The Failure of 'Failing Schools'

Friday, April 13, 2012


Schools are failing.  At least that’s the consensus if you’ve read any school reporting or heard any politicians promising much needed school reform since, well, approximately the beginning of American public education. But … is it true?  Washington Post reporter and columnist for the American Journalism Review Paul Farhi explains to Bob why the story doesn’t add up.   


The Spinanes - Kid in Candy


Paul Farhi

Hosted by:

Bob Garfield

Comments [13]

Melissa G. from pueblo

Schools are failing; schools are not failing. The media likes to put schools in the spotlight because the education system bases its facts on how our community schools are preparing the students to be well educated for the future. The schools are not failing; the parents, students, and teachers are failing. Look at the big picture, students learn from parents first before learning from any other sources. If the parents aren’t set on teaching their children basic skills then how do you expect the teachers to help. When a child grows up in poverty then they are more likely to have a hard time in school due to parents and teachers not recognizing that certain students need more help than others. I think that the schools are more worried on passing more kids then actually helping them develop a learning style to help with future success.

Apr. 23 2012 07:39 PM
dcc from East Harlem

These critics complain about the quality of the workforce in America, but to hear them tell it, you have to be Stephen Hawking today to get a factory job. If employers had put the word out 2 years ago that they'd be switching over to high-tech equipment, workers could have prepared themselves. Instead, factory owners gripe as if the worker shortage is the workers' fault. That's what owners also charged 100 years ago, according to your report, and there were a couple of panics and depressions back then, too, weren't there? All these workers' qualifications were just fine...until upper management decided, without fair warning, they wanted something different. Then, suddenly, the workforce was unqualified. All this Blame the Victim sounds so low and unfair. The higher the unemployment figures, the more the unemployed are derided as unemployable even though hoards of unemployed complain that everywhere they apply they are told they are over-educated and over-qualified. And that makes me suspicious of these unfillable high-tech jobs. One expert on one program says there are too many over-educated, over-qualified applicants. Now, others are saying American workers are poorly educated. Can both assessments be true? Why don't you visit some of these new factories and let us know EXACTLY what workers need to learn to satisfy hiring managers? And tell us soon so we can get to work on our astrophysics Ph.D.'s.

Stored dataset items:
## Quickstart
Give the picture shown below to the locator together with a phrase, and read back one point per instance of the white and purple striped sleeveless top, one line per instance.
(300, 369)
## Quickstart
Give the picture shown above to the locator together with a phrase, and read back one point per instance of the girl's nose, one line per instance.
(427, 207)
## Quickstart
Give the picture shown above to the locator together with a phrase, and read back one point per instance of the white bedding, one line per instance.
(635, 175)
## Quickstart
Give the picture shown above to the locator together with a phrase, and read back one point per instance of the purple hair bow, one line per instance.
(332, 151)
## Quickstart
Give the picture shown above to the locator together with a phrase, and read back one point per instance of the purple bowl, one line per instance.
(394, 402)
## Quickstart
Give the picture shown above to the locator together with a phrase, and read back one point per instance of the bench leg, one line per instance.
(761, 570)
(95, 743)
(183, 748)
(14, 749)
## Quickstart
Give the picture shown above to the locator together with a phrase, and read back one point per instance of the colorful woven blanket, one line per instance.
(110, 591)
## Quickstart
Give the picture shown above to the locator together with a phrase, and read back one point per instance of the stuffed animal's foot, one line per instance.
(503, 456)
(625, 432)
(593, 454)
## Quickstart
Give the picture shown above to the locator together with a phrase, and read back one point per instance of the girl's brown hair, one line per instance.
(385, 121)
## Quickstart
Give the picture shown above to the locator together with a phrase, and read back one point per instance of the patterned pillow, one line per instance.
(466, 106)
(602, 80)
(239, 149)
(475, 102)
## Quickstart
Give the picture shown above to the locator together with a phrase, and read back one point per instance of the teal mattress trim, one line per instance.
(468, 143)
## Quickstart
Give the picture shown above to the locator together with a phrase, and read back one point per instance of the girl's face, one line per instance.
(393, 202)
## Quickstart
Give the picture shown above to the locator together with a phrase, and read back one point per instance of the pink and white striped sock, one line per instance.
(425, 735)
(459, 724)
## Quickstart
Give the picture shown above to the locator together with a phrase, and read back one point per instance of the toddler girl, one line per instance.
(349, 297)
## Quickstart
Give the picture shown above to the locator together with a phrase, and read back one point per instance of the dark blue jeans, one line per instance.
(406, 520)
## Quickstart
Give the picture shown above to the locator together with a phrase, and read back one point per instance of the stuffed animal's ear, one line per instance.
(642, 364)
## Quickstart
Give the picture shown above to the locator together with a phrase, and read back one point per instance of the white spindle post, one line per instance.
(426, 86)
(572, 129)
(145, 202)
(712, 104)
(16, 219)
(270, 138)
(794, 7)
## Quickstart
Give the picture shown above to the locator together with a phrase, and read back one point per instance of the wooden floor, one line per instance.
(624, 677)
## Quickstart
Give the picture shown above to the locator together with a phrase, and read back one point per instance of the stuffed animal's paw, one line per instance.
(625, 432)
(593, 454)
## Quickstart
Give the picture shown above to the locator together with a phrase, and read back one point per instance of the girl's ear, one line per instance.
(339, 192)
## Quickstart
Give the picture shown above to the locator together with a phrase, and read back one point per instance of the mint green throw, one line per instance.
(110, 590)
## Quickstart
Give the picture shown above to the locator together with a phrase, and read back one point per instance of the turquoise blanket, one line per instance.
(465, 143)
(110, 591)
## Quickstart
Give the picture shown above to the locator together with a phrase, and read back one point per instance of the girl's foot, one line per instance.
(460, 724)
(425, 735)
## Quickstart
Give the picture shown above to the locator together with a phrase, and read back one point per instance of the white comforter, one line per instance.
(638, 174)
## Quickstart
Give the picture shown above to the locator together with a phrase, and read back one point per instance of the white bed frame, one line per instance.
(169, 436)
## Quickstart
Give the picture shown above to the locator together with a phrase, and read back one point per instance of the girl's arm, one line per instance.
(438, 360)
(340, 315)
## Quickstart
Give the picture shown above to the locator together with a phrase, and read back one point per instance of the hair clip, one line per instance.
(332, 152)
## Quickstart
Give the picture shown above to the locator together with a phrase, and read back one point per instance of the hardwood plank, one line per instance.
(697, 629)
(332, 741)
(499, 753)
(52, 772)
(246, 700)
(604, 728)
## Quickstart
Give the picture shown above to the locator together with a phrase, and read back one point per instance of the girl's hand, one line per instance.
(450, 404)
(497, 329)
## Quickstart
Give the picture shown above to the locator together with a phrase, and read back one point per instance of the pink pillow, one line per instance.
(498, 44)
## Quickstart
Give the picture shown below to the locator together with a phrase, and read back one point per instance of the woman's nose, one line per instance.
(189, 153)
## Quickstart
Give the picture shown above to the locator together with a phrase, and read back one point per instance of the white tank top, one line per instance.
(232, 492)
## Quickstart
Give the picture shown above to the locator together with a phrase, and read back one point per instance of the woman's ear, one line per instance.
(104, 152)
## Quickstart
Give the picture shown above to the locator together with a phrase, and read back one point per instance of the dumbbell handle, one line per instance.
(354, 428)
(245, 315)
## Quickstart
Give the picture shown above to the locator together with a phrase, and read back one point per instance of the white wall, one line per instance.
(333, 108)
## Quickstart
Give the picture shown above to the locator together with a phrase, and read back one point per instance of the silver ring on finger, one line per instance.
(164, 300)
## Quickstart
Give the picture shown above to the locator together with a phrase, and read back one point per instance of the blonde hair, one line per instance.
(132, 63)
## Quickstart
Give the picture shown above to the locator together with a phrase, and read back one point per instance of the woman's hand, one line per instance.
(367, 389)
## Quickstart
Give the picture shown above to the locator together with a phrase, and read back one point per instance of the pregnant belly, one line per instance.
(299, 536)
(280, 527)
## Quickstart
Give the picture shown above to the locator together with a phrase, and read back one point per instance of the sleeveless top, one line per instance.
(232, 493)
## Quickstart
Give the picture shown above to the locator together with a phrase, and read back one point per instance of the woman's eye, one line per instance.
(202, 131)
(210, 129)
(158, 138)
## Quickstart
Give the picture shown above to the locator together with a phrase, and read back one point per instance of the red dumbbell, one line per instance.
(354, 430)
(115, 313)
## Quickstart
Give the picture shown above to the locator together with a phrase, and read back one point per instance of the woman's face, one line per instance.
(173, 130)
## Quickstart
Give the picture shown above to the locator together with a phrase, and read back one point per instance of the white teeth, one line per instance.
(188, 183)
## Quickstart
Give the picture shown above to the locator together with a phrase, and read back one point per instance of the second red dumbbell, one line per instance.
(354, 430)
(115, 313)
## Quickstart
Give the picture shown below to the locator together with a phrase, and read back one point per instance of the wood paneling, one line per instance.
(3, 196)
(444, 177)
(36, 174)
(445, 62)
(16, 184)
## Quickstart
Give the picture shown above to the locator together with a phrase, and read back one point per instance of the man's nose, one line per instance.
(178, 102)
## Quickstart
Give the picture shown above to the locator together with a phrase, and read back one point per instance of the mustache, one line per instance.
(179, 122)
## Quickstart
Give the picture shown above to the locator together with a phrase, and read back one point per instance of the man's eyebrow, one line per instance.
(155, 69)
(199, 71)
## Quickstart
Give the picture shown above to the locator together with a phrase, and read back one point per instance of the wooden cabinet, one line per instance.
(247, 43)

Exercise instructions:
1. In the page on failing schools, which groups does the comment from Melissa G. say are failing instead of the schools? List them.
2. Carry on the page about failing schools from the point where it stops.

Answer list:
1.
- Parents
- Students
- Teachers

2.
Apr. 18 2012 01:59 PM
Chris Gray from New Haven, CT

Why can't we face it? It isn't the schools or the teachers. It is the students and, of course, the parents who are failing. How could kids fail if parents provide: love, shelter, food, a library, thoughtful challenge and encouragement? Don't shift the blame.

My family was lucky, we had many of these but failing that, kids need to know that resources are available to them to self-educate and of the brutal realities they face on their own if they fail to take advantage of them. It isn't the same as having a supportive family environment but it seems to have worked well enough for Ben Franklin to become the first, most famous, worldwide American celebrity, wealthy, political and philanthropic. So much so that he founded both the Franklin (Philadelphia) and the Young Men's (New Haven) Institutes to foster independent advanced study for working men who would never be able to afford the credentials colleges offer.

Of course, accreditation is for those seeking jobs. Knowledge is for those who want to create.

It would also be good if someone updated and published another edition of High School Self-taught. The '32 edition worked for my father and I and the '72 edition got my ex her GED and into college.

Love learning.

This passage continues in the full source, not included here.